[START OF TEXT SEGMENT]

RICHARD: You know what else I noticed? RORY: What? RICHARD: A first edition Flaubert, mint condition, shoved behind several of my Churchill biographies.
Gustave Flaubert (1821-1880), French novelist [pictured]. Highly influential, he is considered the leading exponent of literary realism in France. He is especially famous for his debut novel, Madame Bovary (1857), previously discussed.
Richard never specifies which book he has a first edition of, but fans often assume it is Madame Bovary, since Rory likes it. A first edition of even the English translation would cost tens of thousands of dollars, making this very unlikely. However, the first edition of the English translation of Three Tales (1877), published by Chatto and Windus in 1923, can be picked up for as little as $50, and is a very handsome volume. This would be my pick for Richard’s first edition.
Sir Winston Churchill (1874-1965), British statesman who served as Prime Minister from 1940 to 1945, and then again from 1951 to 1955. He is especially famous for his inspiring wartime speeches, and is considered one of the most significant figures of the twentieth century.
Richard does not say whether he means biographies by Churchill or about him, but probably the latter, since Churchill only wrote two biographies (not several, although Richard could have multiple copies of each).
LORELAI: Oh, oh. Well, uh . . . ugh, why don’t we move Aunt Cecile? She was always so annoying at parties. She loved the knock-knock jokes. RORY: Mom! … You can’t just kick out Aunt Cecile. LORELAI: Knock-knock. Who’s there? Pineapple. Pineapple who? That’s where it ended. Never fully grasped the knock-knock concept. EMILY: She was a complete idiot. Okay, it’s decided – Cecile goes.

[END OF TEXT SEGMENT]
[START OF DATASET EXCERPT]

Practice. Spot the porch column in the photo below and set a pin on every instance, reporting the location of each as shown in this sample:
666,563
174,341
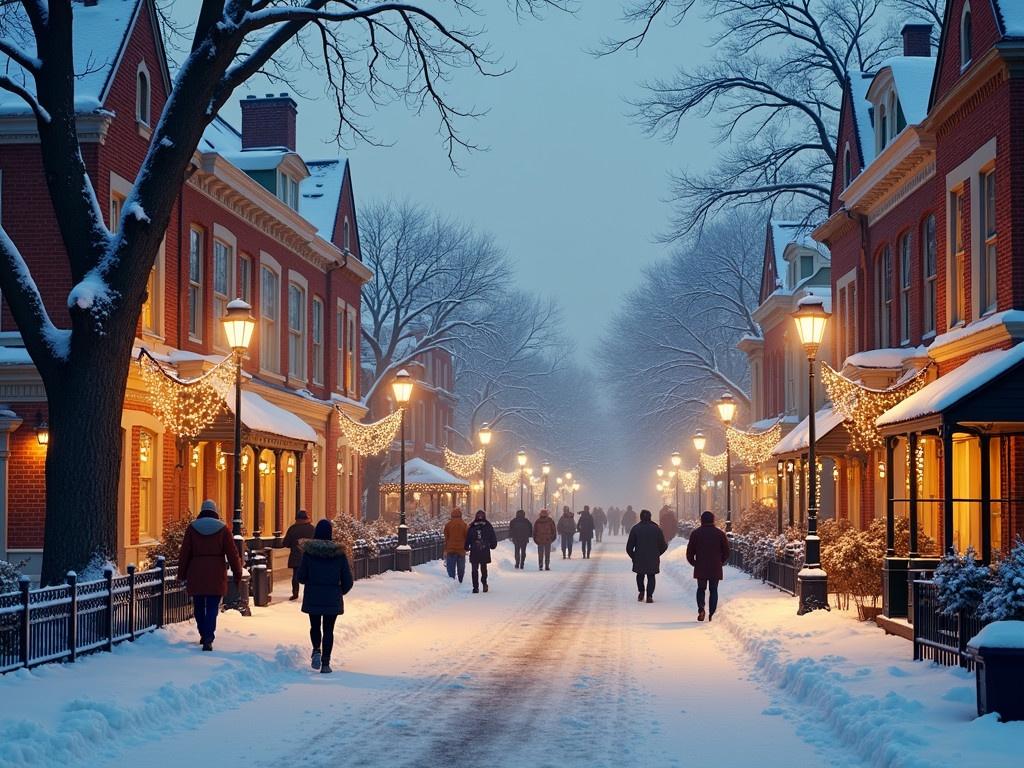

[END OF DATASET EXCERPT]

**TASK INSTRUCTIONS**:
• 1. Name every speaker who has lines in the dialogue of the annotated dialogue.
• 2. Translate this sentence from the annotated dialogue into Spanish: "Highly influential, he is considered the leading exponent of literary realism in France."
• 3. From the annotated dialogue, transcribe the passage between "Richard does not" and "copies of each).", inclusive.

**COMPLETE ANSWERS**:
• 1. Richard, Rory, Lorelai, Emily

• 2. Muy influyente, se le considera el principal exponente del realismo literario en Francia.

• 3.
Richard does not say whether he means biographies by Churchill or about him, but probably the latter, since Churchill only wrote two biographies (not several, although Richard could have multiple copies of each).